Restate all of the following data exactly, keeping any images out of the copy.

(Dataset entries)

━━━━━━━━━━━━━━━━

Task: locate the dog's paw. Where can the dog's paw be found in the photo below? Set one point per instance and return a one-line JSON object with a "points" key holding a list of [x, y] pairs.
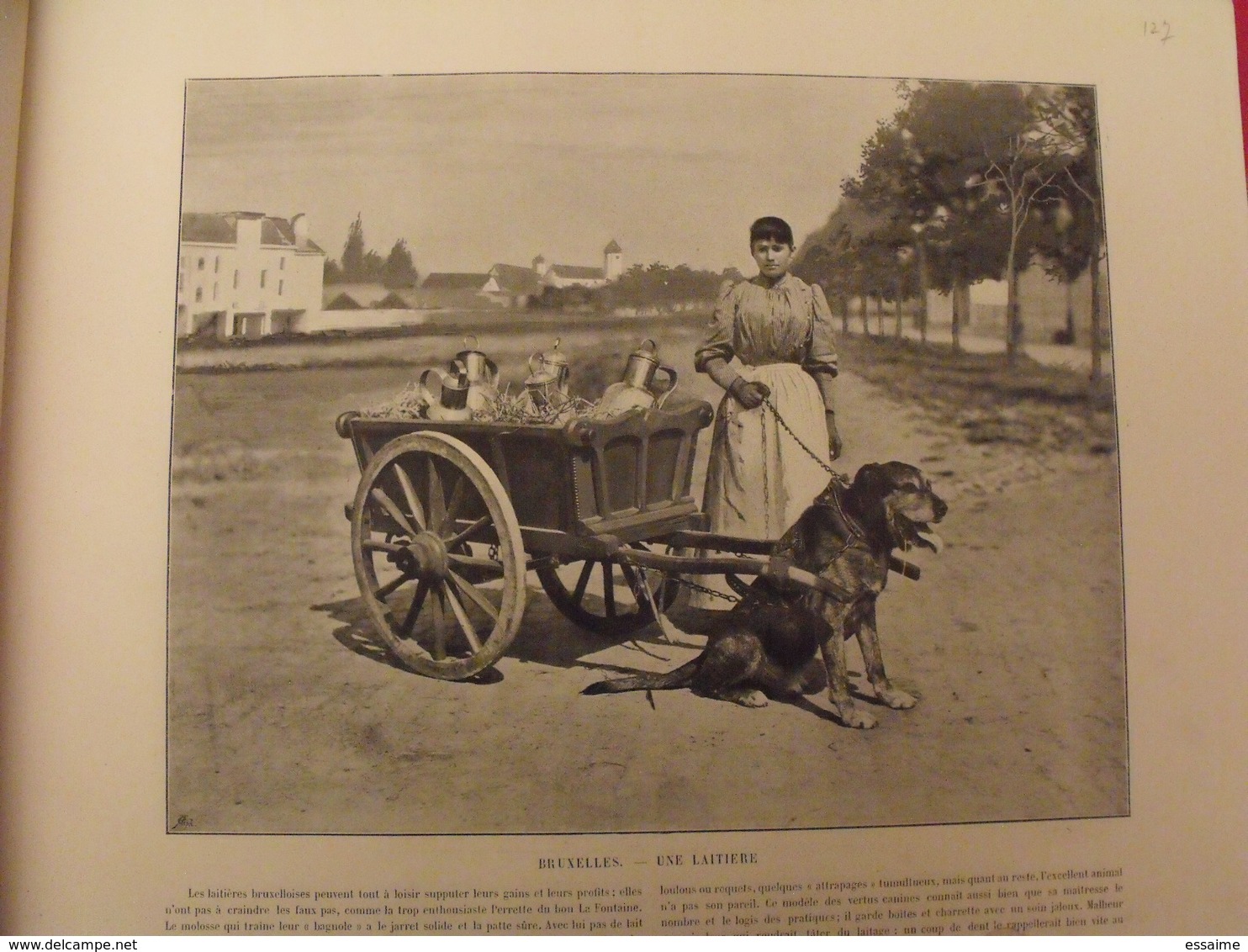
{"points": [[854, 717], [752, 699], [896, 699]]}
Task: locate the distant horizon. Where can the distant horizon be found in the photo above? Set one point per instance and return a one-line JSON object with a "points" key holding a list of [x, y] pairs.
{"points": [[498, 169]]}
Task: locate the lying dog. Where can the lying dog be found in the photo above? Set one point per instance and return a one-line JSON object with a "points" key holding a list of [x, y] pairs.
{"points": [[846, 536]]}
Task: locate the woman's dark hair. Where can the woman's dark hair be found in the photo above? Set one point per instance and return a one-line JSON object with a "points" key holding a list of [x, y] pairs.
{"points": [[771, 229]]}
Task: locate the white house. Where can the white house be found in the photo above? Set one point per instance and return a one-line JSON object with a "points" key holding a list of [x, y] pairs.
{"points": [[246, 275], [582, 275]]}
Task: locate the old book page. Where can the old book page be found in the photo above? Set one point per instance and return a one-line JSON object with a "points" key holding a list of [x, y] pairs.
{"points": [[13, 57], [203, 737]]}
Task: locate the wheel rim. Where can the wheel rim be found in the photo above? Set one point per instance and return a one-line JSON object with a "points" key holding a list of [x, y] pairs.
{"points": [[438, 555], [603, 595]]}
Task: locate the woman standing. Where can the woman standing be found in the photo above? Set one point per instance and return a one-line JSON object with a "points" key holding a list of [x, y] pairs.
{"points": [[770, 346]]}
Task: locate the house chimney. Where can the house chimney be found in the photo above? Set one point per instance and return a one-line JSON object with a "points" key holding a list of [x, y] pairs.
{"points": [[299, 225]]}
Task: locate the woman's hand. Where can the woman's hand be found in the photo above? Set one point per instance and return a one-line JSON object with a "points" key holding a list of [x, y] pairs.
{"points": [[834, 437], [749, 394]]}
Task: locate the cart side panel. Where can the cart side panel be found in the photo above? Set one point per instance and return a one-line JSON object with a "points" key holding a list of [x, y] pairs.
{"points": [[638, 466], [533, 464], [539, 478]]}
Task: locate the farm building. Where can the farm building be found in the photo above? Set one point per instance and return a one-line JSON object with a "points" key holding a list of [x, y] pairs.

━━━━━━━━━━━━━━━━

» Answer to the problem:
Task: locate the dog's paw. Where can the dog's paw be found in the photo below? Set one point per instance and return a one-line JSON object with a "points" key holding a list of [x, y] pairs.
{"points": [[854, 717], [752, 699], [896, 699]]}
Task: locate the distant horizon. Where can the distant horizon be found in the photo above? Set one point per instance and return a one-line JSON object with a "points" key holding a list of [x, y] pairs.
{"points": [[498, 169]]}
Task: locate the lying dog. Where can the lying dog be found in the photo above? Set one point per instance and return a one-line JSON object with a "points" key holding a list of [x, y] pairs.
{"points": [[846, 536]]}
Task: locate the woman's dark hair. Where can the woman's dark hair be found in the photo above? Set one point per instance and return a one-line JSON object with a "points" key holding a list of [x, y] pairs.
{"points": [[771, 229]]}
Task: locate the white house. Where can the white house be found in the photo above? Set one point per instance and return a one-line JSON object with a "points" key holding a list of [x, y] pairs.
{"points": [[246, 275], [582, 275]]}
Task: locate the old book page. Where can the old book page be found in the photo above? Set one point per instance and return a one-line JSON object with a "points" key holding a list of [x, y] pairs.
{"points": [[13, 57], [203, 737]]}
Task: locate the wheel rim. Where can the wheel rim be found in the photo above? Set one point per instance and return a one-line JSON object with a "points" key holding a list of [x, y] pairs.
{"points": [[438, 555], [603, 595]]}
Task: locate the woman standing. Where can the woman standing be found in the photo above? Set one point per instance and return a one-line JSON object with a "points" key holding a list of [x, y] pairs.
{"points": [[770, 346]]}
Task: locate the house chimney. Where can the house chimney be found in the photo above? Set one point per instance and return a one-line JSON object with a "points" key holding a list of [x, y] pairs.
{"points": [[299, 225]]}
Task: locate the woman's hand. Where can the woman's hand be found in the photo above? Set one point per instance and return a one-line JSON object with a "points" key holding a list of [x, y] pairs.
{"points": [[834, 437], [749, 394]]}
Task: locate the cart side panel. Where can the cart side panel be found in the photo above? Set one point per instance and return a one-line JSON object with a "points" key holding a list of [x, y] pairs.
{"points": [[638, 466], [533, 464], [539, 478]]}
Task: locate the farm building. Where can the farm building be found in the photo above? Set one point per instance and return a one-line JSON object with a "points" key holding a list of [x, y] pairs.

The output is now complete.